### TASK BRIEF
In the drawing exhibition text below, rewrite the stretch from "The exhibition will" through "artists in operation.", swapping "stimulates" for "provokes".

— BEGIN QUOTED PASSAGE —

The British Museum’s Prints and Drawings collection is one of the world’s greatest graphic collections with around 50,000 drawings and over two million prints dating from the early fifteenth century to today. The exhibition showcases selected drawings from fifteenth and sixteenth century masters such as Leonardo da Vinci and Michelangelo right up to artists working now. Lines of thought thus emphasises the continuing vitality and fundamental nature of drawing, and its importance for artists from Michelangelo to Mondrian, Rembrandt to Rachel Whiteread, Piranesi to Picasso. What unites all of these artists, from the Renaissance through to contemporary practitioners and all those in-between, is the use of drawing as a means of thinking on paper.
The exhibition will be arranged not by period or style, but by the types of thinking drawing both records and stimulates. The five sections are: The Likeness of a Thought, Brainstorming, Enquiry and Experiment, Insight and Association and Development and Decisions. By examining the process of drawing through this lens, the exhibition emphasizes the numerous and invaluable lessons one can learn from looking at the drawings of past masters in the context of artists working today, and offers a unique chance to view the minds of some of the world’s most astonishing artists in operation.
This exhibition will tour to just three galleries, Poole, Hull and Belfast with the aim of encouraging art students and art lovers across the UK to engage with and learn to draw from their local and national drawing collections.

— END QUOTED PASSAGE —
— BEGIN DATASET —

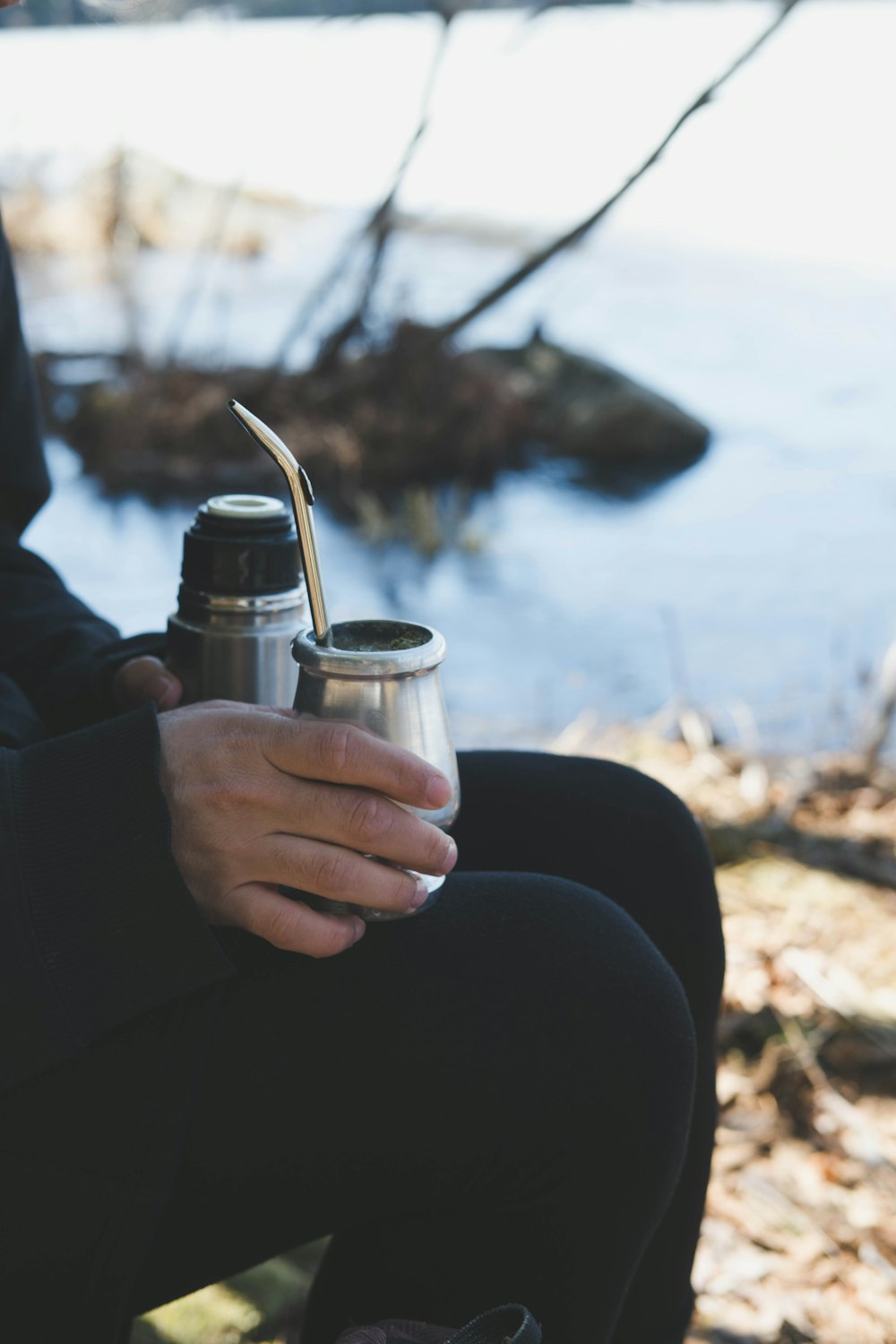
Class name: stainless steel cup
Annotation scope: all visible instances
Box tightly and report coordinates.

— END DATASET —
— BEGIN DATASET —

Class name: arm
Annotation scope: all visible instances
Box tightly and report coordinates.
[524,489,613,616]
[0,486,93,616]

— END DATASET —

### EXERCISE SOLUTION
The exhibition will be arranged not by period or style, but by the types of thinking drawing both records and provokes. The five sections are: The Likeness of a Thought, Brainstorming, Enquiry and Experiment, Insight and Association and Development and Decisions. By examining the process of drawing through this lens, the exhibition emphasizes the numerous and invaluable lessons one can learn from looking at the drawings of past masters in the context of artists working today, and offers a unique chance to view the minds of some of the world’s most astonishing artists in operation.